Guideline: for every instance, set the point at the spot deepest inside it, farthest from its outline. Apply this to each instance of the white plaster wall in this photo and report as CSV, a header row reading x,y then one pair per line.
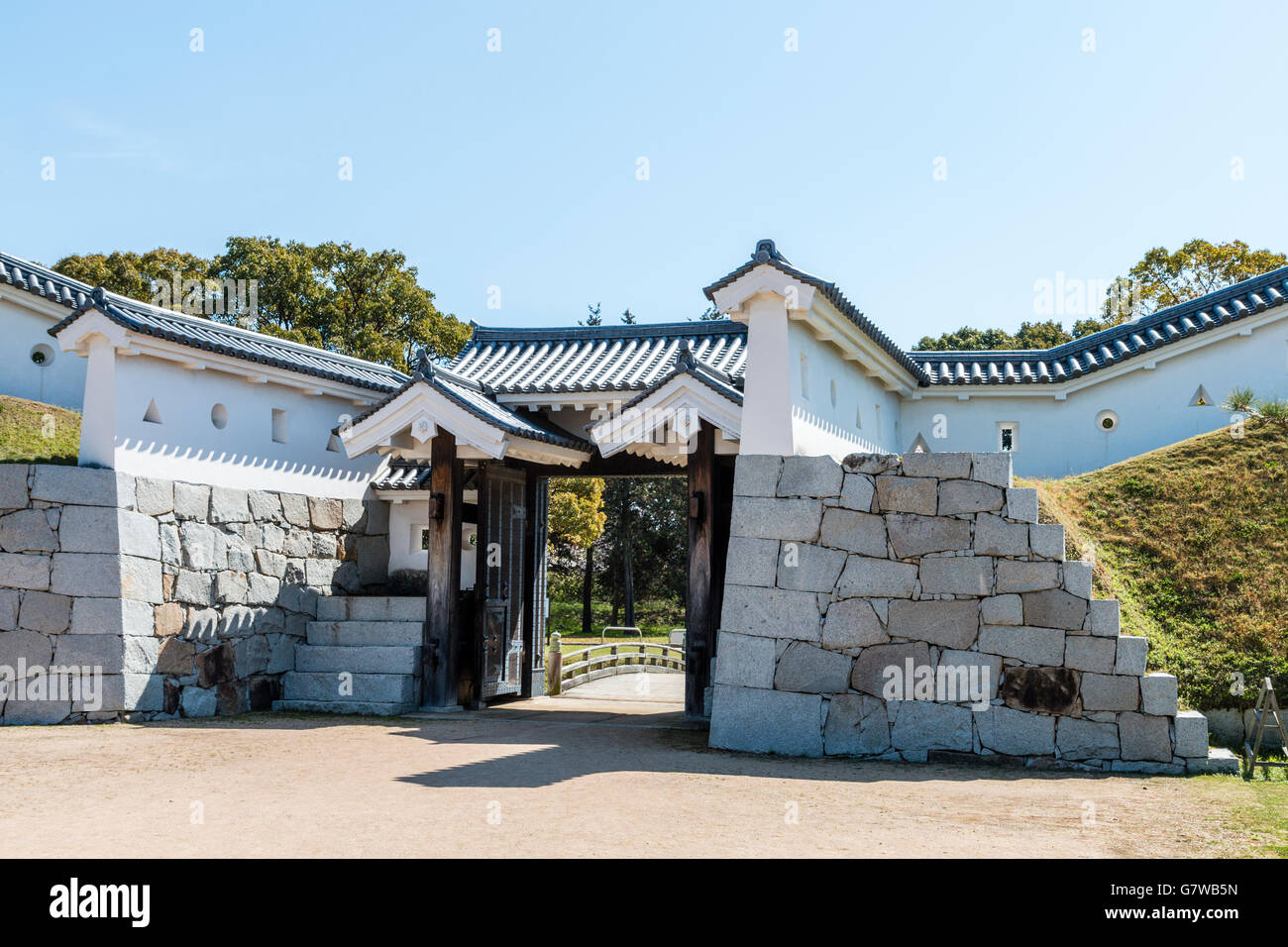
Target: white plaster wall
x,y
822,428
1060,437
187,446
406,521
60,380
##########
[THE TASK]
Leave out the pictures and reproduce the rest of the records exactly.

[COMPLETED EXERCISE]
Guideline: for every instance, set the point at the spot deepest inside it, farthest from its outline. Apply this to each instance of the white plaster wall in this photo and report as CSV, a header row reading x,y then one pair per line.
Target: white plaster wall
x,y
822,428
1060,437
187,446
406,521
60,380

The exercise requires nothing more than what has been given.